**Texte du document**
La manifestation d’Oxford est gigantesque, bien plus importante que ce qui était prévu, comme bien des manifestations qui exigent le retrait de ces statues. Cela semble laisser perplexes pas mal de commentateurs, même parmi les plus sympathiques, qui ne comprennent décidément pas comment des manifestations contre les violences policières peuvent conduire au déboulonnage de statues. Pourquoi les manifestants ne s’intéressent-ils pas plutôt aux « débouchés politiques ? Pourquoi se préoccuper ainsi des reliques ? En quoi l’histoire importe-t-elle ? Déboulonner une statue, affirment certains détracteurs, ne changera rien. Ce qu’ils ne saisissent pas, c’est que les luttes autour de ces statues sont des luttes de sens, et que modifier le sens de quelque chose change tout – pour la bonne raison, précisément, que les humains ne sont pas des brutes (p. 217).
Amitav Ghosh (2024). La malédiction de la muscade. Wildpr
Contexte
Dans ce numéro dédié aux thèmes du conservatisme et des mouvements réactionnaires, il nous semblait essentiel d’aborder les carnavals belges, tels que celui d’Ath, ainsi que leurs figures controversées qu’ils mettent en scène, comme le Sauvage (rebaptisé le Diable) ou Zwarte Piet. Ces personnages, façonnés par la tradition, incarnent un folklore auquel beaucoup de personnes s’identifient. Pour autant, est-ce que ce même folklore justifie que le racisme et la négrophobie doivent rester associés à ces représentations ? La tradition peut-elle, en son nom, excuser de telles dérives ? En quoi ces symboles perpétuent-ils des imaginaires coloniaux et comment comprendre les vives oppositions militantes, mais également les mouvances conservatrices et réactionnaires qu’ils suscitent ? Ces questions révèleraient, entre autres, l’enjeu d’une mémoire coloniale méconnue par une partie de la population en Belgique, bien qu’elle soit inscrite dans son historicité.
Aborder cette histoire coloniale peut donner l’impression de s’éloigner du sujet principal (les carnavals). Pourtant, ce contexte historique expliquerait en partie les réactions conservatrices et réactionnaires aux revendications antiracistes, exacerbées par une méconnaissance de cette partie de l’histoire belge. À cette dimension historique s’ajoute la valeur d’appartenance culturelle et parfois générationnelle des défenseurs des folklores, pour qui ces traditions font partie intégrante de leur identité, jouant ainsi un rôle important dans la cohésion sociale du pays.
Cet article propose donc d’analyser les tensions et les différentes perceptions autour de ces traditions, en croisant deux approches. D’abord, par la perspective psycho-sociale apportée par le Pr Laurent Licata, spécialiste en psychologie sociale et interculturelle à l’ULB ; ensuite, celle de l’engagement militant, avec Mouhad Reghif, membre fondateur et porte-parole de Bruxelles Panthères, afin de mieux comprendre la complexité de cette controverse. Nous présenterons le sujet en quatre parties : une exploration du folklore belge et de son héritage culturel ; une étude des défis sociaux et psychologiques soulevés par ces traditions ; un examen des stratégies militantes de Bruxelles Panthère ; et enfin, une réflexion sur les perceptions opposées et les possibilités de dialogue entre ces deux visions du patrimoine belge.

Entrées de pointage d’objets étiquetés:
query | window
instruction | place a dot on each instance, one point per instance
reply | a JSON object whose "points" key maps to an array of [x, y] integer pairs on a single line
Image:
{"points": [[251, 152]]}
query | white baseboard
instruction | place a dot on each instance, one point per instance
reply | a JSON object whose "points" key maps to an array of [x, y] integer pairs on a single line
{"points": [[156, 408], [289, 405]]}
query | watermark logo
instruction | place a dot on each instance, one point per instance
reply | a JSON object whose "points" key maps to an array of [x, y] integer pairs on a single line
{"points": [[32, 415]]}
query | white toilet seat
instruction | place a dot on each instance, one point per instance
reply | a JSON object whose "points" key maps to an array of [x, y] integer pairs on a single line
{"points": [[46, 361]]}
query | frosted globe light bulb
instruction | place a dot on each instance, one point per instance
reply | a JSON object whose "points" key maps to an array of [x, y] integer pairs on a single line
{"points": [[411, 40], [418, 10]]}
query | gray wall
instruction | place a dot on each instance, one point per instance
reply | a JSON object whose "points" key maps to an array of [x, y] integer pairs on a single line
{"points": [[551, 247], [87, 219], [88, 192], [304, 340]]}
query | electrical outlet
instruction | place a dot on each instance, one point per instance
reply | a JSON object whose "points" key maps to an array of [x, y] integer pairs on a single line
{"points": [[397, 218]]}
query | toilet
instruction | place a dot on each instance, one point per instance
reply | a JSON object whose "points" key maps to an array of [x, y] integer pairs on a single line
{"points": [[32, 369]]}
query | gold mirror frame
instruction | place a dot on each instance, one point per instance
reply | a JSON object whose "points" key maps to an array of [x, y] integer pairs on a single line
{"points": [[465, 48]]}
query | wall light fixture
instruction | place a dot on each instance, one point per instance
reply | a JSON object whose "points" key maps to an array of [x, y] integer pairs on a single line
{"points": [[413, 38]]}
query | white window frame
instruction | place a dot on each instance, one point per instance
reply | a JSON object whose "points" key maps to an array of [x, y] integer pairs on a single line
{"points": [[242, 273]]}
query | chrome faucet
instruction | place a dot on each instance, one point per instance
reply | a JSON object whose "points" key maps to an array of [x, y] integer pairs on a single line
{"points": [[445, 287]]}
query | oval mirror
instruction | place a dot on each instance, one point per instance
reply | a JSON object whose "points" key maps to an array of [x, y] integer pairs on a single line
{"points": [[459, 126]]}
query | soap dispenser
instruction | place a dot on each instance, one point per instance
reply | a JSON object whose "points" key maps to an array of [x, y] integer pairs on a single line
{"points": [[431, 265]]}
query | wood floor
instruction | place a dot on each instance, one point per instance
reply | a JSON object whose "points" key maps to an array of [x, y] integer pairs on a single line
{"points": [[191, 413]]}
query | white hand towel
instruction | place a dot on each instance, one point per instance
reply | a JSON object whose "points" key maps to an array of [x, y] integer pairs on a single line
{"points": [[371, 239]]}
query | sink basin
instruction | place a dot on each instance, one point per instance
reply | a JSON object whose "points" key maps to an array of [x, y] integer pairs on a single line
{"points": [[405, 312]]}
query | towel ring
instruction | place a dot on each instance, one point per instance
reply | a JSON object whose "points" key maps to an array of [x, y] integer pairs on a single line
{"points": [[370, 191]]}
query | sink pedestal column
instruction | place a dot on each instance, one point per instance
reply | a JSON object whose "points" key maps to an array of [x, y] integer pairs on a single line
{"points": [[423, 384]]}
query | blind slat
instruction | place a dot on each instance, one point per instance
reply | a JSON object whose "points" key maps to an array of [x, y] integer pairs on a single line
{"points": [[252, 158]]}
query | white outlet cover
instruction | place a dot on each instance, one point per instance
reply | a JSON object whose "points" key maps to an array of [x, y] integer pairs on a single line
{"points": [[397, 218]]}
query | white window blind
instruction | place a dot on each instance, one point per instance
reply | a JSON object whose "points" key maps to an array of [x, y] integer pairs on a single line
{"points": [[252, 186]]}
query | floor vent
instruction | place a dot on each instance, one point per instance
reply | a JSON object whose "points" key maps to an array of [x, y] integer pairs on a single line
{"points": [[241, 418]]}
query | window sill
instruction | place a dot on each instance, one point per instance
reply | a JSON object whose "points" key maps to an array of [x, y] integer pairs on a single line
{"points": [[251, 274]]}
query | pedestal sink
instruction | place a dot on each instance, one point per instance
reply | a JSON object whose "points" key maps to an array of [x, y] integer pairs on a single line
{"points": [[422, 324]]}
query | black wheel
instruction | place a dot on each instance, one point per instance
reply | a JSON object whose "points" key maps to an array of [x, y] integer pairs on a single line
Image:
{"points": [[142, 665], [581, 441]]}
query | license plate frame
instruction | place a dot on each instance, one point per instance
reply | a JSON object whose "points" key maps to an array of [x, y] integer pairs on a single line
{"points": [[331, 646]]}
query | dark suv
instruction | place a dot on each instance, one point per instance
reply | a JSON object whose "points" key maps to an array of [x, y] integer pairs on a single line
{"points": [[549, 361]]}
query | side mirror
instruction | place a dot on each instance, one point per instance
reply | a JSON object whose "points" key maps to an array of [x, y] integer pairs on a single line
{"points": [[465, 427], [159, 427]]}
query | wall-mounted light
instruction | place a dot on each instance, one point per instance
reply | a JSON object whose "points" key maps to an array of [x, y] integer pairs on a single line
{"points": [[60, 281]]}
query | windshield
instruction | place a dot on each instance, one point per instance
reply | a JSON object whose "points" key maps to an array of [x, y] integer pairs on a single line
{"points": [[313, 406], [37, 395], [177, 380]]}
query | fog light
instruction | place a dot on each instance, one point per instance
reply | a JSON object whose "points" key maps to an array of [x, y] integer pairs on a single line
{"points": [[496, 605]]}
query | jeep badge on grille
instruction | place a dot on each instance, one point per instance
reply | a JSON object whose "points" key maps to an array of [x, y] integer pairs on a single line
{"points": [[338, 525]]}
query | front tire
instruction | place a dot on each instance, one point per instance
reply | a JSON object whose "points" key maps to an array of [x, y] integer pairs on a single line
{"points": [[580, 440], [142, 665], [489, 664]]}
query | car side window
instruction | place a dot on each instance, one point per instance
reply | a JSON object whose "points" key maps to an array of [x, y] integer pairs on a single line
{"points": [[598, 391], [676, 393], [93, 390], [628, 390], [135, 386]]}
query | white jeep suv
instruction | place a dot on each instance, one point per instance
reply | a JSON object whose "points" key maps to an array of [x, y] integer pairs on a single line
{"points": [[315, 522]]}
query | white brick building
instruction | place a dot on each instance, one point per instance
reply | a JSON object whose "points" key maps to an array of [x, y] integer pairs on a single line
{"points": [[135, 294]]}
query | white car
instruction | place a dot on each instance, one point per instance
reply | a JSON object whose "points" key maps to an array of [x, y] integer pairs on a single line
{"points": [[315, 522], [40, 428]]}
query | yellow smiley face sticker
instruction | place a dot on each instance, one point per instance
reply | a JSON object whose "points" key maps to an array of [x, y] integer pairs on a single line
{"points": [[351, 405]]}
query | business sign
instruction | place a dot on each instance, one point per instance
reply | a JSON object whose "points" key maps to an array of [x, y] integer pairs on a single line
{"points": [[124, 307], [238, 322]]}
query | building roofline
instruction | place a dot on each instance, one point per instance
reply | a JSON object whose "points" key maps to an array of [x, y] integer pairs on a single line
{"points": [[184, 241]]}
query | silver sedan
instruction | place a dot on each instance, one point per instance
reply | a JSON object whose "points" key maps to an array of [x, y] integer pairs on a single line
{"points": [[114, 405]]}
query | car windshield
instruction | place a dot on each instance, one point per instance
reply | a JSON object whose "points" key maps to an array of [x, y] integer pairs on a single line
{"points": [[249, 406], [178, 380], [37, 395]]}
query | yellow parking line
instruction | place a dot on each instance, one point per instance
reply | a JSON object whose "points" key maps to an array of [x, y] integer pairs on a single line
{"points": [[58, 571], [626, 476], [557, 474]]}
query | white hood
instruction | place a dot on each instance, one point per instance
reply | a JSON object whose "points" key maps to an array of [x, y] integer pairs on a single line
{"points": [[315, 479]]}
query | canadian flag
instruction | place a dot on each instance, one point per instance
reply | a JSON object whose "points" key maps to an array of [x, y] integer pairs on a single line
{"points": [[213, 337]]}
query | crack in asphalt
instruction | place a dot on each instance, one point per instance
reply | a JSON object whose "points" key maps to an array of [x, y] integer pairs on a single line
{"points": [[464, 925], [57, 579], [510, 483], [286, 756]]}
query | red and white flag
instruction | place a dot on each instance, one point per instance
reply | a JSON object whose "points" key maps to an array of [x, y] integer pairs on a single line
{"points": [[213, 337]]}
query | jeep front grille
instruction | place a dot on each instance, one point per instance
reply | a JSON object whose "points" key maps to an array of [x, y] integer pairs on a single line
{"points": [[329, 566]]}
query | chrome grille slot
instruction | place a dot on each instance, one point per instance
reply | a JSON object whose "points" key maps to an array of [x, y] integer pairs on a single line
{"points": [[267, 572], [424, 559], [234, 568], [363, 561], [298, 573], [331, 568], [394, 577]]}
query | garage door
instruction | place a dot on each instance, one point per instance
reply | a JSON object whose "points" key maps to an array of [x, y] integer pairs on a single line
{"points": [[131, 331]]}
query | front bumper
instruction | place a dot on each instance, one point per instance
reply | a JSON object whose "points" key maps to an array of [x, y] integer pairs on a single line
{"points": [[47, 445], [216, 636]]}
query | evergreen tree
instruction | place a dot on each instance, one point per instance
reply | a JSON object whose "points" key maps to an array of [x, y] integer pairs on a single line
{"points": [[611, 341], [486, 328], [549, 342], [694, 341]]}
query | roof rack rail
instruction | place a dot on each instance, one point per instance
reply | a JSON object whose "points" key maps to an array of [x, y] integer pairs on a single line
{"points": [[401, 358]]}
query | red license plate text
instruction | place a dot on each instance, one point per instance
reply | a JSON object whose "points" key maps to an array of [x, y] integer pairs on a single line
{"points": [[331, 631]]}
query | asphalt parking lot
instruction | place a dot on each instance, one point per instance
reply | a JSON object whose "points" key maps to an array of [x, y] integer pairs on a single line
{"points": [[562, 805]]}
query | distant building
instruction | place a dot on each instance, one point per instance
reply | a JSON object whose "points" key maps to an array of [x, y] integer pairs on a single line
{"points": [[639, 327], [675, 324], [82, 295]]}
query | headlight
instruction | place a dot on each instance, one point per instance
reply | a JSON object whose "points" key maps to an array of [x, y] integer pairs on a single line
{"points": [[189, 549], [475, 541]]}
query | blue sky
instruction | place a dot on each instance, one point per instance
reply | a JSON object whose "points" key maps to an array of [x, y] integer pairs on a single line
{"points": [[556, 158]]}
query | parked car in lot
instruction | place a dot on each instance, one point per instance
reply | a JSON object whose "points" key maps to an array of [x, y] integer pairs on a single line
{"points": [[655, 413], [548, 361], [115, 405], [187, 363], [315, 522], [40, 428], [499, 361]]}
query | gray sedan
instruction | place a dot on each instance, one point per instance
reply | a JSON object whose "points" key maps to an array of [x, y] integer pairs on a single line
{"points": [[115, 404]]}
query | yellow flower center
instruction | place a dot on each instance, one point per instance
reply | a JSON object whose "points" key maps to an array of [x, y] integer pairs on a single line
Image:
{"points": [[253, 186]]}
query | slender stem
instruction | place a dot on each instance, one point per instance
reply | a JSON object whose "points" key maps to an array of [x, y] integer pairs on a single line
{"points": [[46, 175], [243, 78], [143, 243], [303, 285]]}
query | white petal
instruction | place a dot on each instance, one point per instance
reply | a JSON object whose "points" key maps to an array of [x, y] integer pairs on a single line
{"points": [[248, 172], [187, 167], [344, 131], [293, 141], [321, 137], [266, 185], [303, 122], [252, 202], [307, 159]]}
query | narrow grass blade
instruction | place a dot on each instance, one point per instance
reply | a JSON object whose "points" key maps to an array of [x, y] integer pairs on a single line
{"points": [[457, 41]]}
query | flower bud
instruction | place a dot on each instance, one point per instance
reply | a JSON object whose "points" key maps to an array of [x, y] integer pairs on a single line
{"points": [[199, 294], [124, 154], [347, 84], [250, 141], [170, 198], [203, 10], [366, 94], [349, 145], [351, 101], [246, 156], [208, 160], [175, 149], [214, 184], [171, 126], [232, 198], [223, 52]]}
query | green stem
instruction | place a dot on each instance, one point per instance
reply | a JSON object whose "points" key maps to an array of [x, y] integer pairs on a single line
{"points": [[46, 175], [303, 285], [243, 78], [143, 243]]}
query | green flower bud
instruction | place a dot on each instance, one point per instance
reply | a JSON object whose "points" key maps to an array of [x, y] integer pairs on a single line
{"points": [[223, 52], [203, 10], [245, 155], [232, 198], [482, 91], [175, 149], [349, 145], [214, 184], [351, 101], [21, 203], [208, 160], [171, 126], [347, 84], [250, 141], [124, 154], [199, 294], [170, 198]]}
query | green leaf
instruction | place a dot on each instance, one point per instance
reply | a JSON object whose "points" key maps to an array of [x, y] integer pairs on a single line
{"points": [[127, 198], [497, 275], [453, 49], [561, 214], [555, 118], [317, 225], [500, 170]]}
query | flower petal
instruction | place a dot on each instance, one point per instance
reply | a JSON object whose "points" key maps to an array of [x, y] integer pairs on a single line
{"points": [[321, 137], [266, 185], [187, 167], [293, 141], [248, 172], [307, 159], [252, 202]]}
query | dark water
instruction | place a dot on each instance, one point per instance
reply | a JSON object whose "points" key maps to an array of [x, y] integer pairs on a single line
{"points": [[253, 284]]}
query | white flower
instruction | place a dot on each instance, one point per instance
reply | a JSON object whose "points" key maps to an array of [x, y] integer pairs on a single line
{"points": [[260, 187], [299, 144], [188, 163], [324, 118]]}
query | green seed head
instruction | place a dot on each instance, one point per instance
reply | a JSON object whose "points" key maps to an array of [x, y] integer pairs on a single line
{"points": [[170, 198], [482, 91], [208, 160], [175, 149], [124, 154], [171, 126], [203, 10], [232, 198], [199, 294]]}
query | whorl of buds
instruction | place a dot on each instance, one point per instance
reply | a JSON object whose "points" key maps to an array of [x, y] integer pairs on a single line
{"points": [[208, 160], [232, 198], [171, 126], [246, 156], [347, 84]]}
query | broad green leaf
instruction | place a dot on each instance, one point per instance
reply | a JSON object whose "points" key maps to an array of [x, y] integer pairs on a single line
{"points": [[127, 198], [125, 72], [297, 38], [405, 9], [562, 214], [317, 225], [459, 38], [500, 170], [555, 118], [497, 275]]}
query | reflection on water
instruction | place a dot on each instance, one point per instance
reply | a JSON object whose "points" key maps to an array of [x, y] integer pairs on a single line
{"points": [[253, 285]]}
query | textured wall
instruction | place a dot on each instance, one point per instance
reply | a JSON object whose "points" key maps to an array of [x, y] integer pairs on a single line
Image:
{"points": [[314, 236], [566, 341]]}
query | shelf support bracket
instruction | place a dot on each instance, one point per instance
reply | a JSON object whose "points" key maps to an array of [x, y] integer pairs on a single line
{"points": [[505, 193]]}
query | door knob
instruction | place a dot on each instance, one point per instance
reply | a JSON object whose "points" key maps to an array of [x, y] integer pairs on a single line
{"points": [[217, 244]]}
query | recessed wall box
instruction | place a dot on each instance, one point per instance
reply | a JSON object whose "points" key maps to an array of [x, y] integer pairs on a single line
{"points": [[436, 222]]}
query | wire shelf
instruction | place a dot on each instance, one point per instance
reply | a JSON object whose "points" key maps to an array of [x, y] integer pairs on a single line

**Tâche à réaliser**
Recopiez tout le passage de l’article sur les carnavals belges, depuis les mots « La manifestation d’Oxford » jusqu’aux mots « brutes (p. 217). ».

**Réponse**
La manifestation d’Oxford est gigantesque, bien plus importante que ce qui était prévu, comme bien des manifestations qui exigent le retrait de ces statues. Cela semble laisser perplexes pas mal de commentateurs, même parmi les plus sympathiques, qui ne comprennent décidément pas comment des manifestations contre les violences policières peuvent conduire au déboulonnage de statues. Pourquoi les manifestants ne s’intéressent-ils pas plutôt aux « débouchés politiques ? Pourquoi se préoccuper ainsi des reliques ? En quoi l’histoire importe-t-elle ? Déboulonner une statue, affirment certains détracteurs, ne changera rien. Ce qu’ils ne saisissent pas, c’est que les luttes autour de ces statues sont des luttes de sens, et que modifier le sens de quelque chose change tout – pour la bonne raison, précisément, que les humains ne sont pas des brutes (p. 217).